WHAT THE EXERCISE ASKS
Reproduce each line of the material exactly as it reads.

++++

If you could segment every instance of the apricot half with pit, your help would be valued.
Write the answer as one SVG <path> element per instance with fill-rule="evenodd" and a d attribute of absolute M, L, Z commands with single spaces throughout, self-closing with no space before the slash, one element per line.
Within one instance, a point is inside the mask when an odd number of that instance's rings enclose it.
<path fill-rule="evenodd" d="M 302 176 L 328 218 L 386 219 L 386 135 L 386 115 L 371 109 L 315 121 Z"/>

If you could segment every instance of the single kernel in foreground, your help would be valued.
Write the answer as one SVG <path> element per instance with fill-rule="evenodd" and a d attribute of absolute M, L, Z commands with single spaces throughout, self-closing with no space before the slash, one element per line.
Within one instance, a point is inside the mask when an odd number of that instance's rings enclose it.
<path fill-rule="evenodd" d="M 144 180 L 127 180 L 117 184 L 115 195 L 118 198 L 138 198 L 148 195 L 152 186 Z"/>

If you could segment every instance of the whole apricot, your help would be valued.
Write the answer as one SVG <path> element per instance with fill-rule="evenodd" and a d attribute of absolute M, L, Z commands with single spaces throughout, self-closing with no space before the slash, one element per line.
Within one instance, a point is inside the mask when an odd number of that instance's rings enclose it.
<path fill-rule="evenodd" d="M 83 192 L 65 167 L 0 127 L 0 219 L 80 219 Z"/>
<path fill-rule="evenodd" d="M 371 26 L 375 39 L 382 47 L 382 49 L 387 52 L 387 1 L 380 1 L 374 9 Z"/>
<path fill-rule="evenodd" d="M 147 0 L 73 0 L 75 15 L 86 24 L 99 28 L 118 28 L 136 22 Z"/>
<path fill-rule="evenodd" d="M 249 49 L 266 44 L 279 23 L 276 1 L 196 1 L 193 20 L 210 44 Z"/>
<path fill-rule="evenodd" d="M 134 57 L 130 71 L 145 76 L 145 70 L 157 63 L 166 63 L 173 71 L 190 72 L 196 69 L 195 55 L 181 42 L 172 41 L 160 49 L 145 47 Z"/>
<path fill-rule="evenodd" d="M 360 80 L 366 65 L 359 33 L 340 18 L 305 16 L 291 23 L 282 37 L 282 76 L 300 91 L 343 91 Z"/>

++++

TASK RESPONSE
If you could segment every instance of the apricot half with pit, your help would be valued.
Write the answer as one SVG <path> element per instance with fill-rule="evenodd" and a d attribute of absolute M, L, Z commands with single spaces throughout, self-closing with no space before the slash, one element per line.
Within one instance, a point is inside the mask when an odd number of that instance's rings enclose it.
<path fill-rule="evenodd" d="M 302 176 L 328 218 L 386 219 L 386 135 L 386 115 L 371 109 L 315 121 Z"/>

If you could segment every instance of the single kernel in foreground, your help would be valued.
Write the answer as one SVG <path> element per instance with fill-rule="evenodd" and a d attribute of absolute M, L, Z commands with single spaces throughout, self-closing with no space before the slash, one element per line.
Within one instance, a point is inside the mask when an odd number of that instance's rings enclose it.
<path fill-rule="evenodd" d="M 144 180 L 127 180 L 117 184 L 115 195 L 118 198 L 138 198 L 148 195 L 152 186 Z"/>

If you could segment every instance of the whole apricot, your help would be valued.
Write the answer as one SVG <path> element per instance with fill-rule="evenodd" and a d attribute of absolute M, L, Z commands with single spaces throughout, self-closing with no space before the slash, one element per line.
Within one instance, a point is inside the mask when an odd number of that instance's rings enclose it.
<path fill-rule="evenodd" d="M 83 192 L 65 167 L 0 127 L 0 219 L 80 219 Z"/>
<path fill-rule="evenodd" d="M 371 26 L 375 39 L 382 47 L 382 49 L 387 52 L 387 1 L 380 1 L 374 9 Z"/>
<path fill-rule="evenodd" d="M 147 0 L 73 0 L 75 15 L 86 24 L 99 28 L 118 28 L 136 22 Z"/>
<path fill-rule="evenodd" d="M 249 49 L 266 44 L 279 23 L 276 1 L 196 1 L 193 20 L 210 44 Z"/>
<path fill-rule="evenodd" d="M 134 57 L 130 71 L 145 76 L 145 70 L 157 63 L 166 63 L 173 71 L 190 72 L 196 69 L 195 55 L 181 42 L 172 41 L 160 49 L 145 47 Z"/>
<path fill-rule="evenodd" d="M 360 80 L 366 65 L 359 33 L 340 18 L 305 16 L 291 23 L 282 37 L 282 76 L 300 91 L 343 91 Z"/>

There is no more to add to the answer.